====== Estratto del testo ======

Sentenza Sentenza Cassazione Civile n. 458 del 11/01/2017

Cassazione civile, sez. II, 11/01/2017, (ud. 18/10/2016, dep.11/01/2017),  n. 458

LA CORTE SUPREMA DI CASSAZIONE

SEZIONE SECONDA CIVILE

Composta dagli Ill.mi Sigg.ri Magistrati:

Dott. PETITTI Stefano – Presidente –

Dott. PARZIALE Ippolisto – rel. Consigliere –

Dott. GIUSTI Alberto – Consigliere –

Dott. FALASCHI Milena – Consigliere –

Dott. SCARPA Antonio – Consigliere –

ha pronunciato la seguente:

SENTENZA

sul ricorso 20914-2012 proposto da:

M.C., (OMISSIS), in proprio e quale amministratore unico legale

rappresentante della società XINGDA S.R.L., con sede in (OMISSIS)

======

__Compito 1__
Riporta senza modifiche il passo della sentenza che parte da "ha pronunciato la" e arriva fino a "sede in (OMISSIS)".
I record non hanno alcun legame con la sentenza.

====== Dati registrati ======

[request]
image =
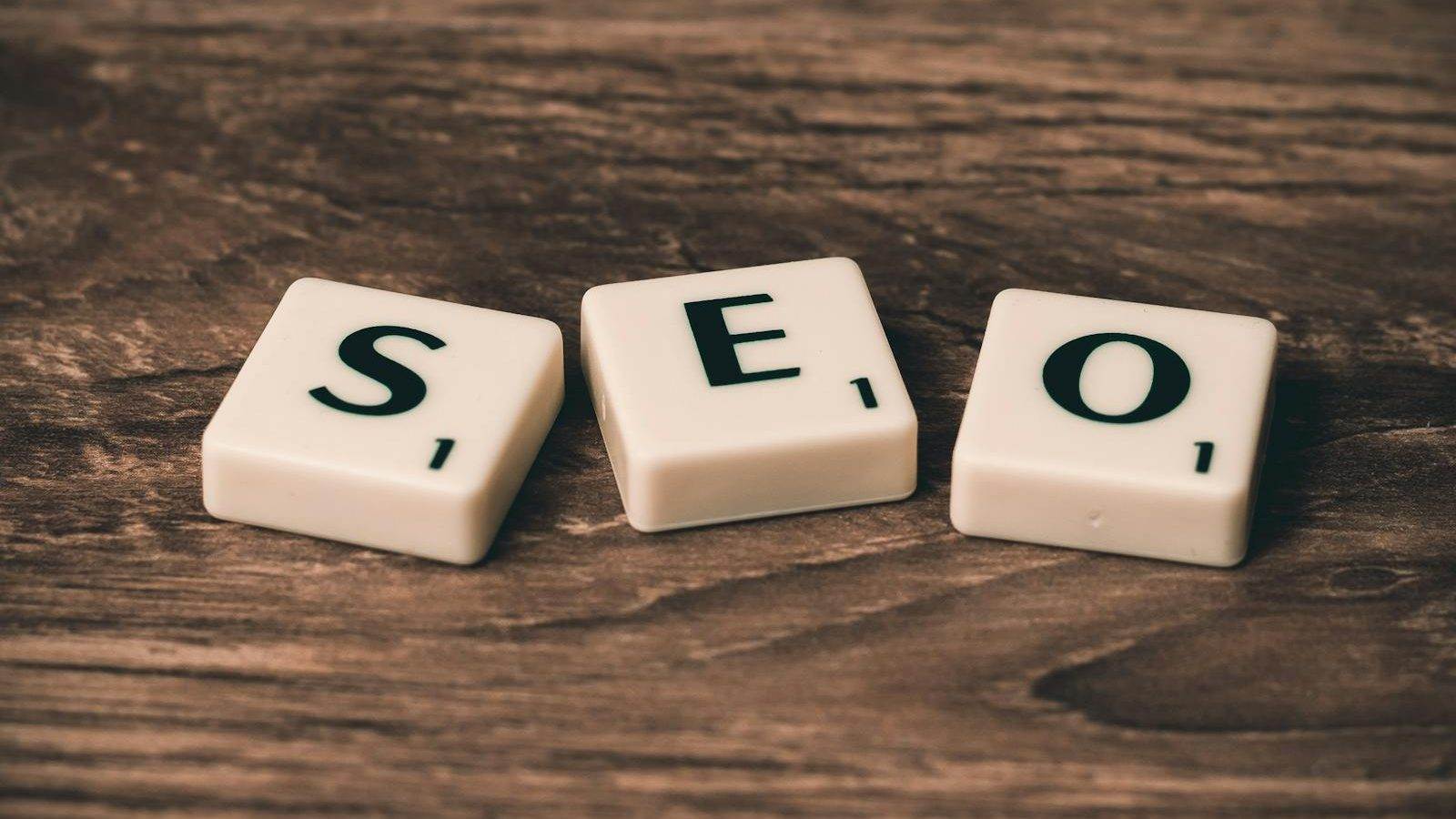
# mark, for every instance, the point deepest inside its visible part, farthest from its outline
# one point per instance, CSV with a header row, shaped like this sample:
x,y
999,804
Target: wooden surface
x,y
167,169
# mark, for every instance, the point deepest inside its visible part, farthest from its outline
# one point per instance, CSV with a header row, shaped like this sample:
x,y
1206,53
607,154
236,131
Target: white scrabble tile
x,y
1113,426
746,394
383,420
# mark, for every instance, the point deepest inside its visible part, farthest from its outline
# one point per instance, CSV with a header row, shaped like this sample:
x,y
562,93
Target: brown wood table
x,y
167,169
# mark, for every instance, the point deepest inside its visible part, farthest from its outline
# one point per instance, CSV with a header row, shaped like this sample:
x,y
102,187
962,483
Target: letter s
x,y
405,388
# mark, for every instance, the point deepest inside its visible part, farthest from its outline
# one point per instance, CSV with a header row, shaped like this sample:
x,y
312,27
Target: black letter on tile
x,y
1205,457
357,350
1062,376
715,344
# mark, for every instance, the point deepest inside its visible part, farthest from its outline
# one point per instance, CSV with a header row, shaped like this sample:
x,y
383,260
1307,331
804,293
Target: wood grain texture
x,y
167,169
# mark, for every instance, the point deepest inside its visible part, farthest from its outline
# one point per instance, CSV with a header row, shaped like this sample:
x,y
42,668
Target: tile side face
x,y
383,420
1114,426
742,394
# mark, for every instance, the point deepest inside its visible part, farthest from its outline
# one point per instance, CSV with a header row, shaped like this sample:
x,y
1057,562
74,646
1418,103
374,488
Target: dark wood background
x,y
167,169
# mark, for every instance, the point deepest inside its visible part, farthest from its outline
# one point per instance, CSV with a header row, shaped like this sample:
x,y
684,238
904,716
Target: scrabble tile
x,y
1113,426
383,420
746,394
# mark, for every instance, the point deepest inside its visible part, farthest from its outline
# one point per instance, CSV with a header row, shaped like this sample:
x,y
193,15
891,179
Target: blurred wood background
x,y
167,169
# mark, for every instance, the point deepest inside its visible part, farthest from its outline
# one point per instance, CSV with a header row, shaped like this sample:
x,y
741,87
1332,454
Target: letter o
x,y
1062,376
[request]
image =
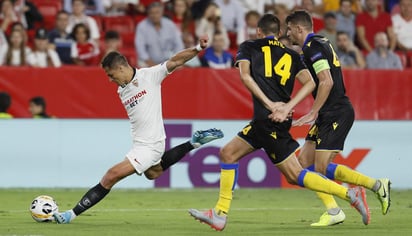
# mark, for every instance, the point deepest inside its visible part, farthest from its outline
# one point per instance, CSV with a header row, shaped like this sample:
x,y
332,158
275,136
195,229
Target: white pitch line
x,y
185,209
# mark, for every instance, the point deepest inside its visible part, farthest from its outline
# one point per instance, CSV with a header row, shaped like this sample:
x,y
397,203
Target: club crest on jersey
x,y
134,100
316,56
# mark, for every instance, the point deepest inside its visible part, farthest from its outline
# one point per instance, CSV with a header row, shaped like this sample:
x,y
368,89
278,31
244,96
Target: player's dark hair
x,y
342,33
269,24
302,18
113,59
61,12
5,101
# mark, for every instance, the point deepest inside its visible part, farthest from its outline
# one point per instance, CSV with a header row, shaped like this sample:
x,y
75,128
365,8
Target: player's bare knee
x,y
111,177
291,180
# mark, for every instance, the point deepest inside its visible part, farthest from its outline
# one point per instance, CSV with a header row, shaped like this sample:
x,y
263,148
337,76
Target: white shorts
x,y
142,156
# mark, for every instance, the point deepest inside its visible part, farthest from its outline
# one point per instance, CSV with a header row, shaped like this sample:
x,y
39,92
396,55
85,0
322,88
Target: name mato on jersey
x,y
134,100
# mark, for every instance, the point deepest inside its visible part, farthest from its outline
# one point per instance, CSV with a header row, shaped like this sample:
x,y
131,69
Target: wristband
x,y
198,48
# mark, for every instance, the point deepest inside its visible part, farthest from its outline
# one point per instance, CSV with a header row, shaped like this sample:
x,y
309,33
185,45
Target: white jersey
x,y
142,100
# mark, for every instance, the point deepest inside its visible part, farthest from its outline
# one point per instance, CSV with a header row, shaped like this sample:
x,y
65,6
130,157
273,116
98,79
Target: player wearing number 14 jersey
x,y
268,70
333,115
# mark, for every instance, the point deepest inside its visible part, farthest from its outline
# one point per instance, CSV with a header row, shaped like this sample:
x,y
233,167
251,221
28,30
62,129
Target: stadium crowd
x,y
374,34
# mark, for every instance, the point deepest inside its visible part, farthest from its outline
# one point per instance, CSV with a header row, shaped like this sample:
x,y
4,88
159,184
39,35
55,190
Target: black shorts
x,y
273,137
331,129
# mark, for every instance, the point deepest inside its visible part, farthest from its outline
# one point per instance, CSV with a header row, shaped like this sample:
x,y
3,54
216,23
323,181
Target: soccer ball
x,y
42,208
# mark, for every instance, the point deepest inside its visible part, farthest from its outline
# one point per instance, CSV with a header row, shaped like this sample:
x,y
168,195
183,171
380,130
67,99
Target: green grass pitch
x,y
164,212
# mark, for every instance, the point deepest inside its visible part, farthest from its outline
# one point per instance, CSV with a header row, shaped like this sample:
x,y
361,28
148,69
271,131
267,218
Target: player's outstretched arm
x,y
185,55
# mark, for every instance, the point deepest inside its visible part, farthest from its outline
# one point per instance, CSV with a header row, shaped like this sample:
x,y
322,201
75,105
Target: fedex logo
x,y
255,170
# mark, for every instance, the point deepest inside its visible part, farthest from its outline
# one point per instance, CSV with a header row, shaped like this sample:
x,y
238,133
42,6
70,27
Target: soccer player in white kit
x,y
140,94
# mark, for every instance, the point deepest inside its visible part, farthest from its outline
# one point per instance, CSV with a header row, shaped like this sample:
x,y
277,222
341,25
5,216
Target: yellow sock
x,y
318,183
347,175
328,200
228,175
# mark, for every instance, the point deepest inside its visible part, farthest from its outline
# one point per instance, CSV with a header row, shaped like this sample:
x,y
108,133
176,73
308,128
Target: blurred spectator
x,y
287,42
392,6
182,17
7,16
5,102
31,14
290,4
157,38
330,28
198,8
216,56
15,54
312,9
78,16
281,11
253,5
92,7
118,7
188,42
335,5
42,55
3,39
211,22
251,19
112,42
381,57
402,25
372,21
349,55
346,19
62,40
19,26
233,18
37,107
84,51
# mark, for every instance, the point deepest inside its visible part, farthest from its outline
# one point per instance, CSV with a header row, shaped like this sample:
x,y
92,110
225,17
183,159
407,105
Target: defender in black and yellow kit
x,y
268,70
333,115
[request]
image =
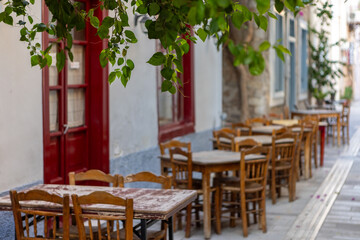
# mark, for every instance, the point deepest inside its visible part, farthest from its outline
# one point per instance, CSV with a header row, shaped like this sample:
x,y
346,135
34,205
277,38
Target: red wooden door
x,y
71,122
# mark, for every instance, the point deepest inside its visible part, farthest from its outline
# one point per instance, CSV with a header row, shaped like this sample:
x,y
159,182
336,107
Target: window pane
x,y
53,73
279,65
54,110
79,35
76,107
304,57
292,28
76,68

======

__Compito 2__
Scrivi soltanto il numero di righe dei record in cui compare la parola "wooden", distinguendo tra maiuscole e minuscole.

__Risposta 1__
ha pronunciato la seguente:

SENTENZA

sul ricorso 20914-2012 proposto da:

M.C., (OMISSIS), in proprio e quale amministratore unico legale

rappresentante della società XINGDA S.R.L., con sede in (OMISSIS)

__Risposta 2__
2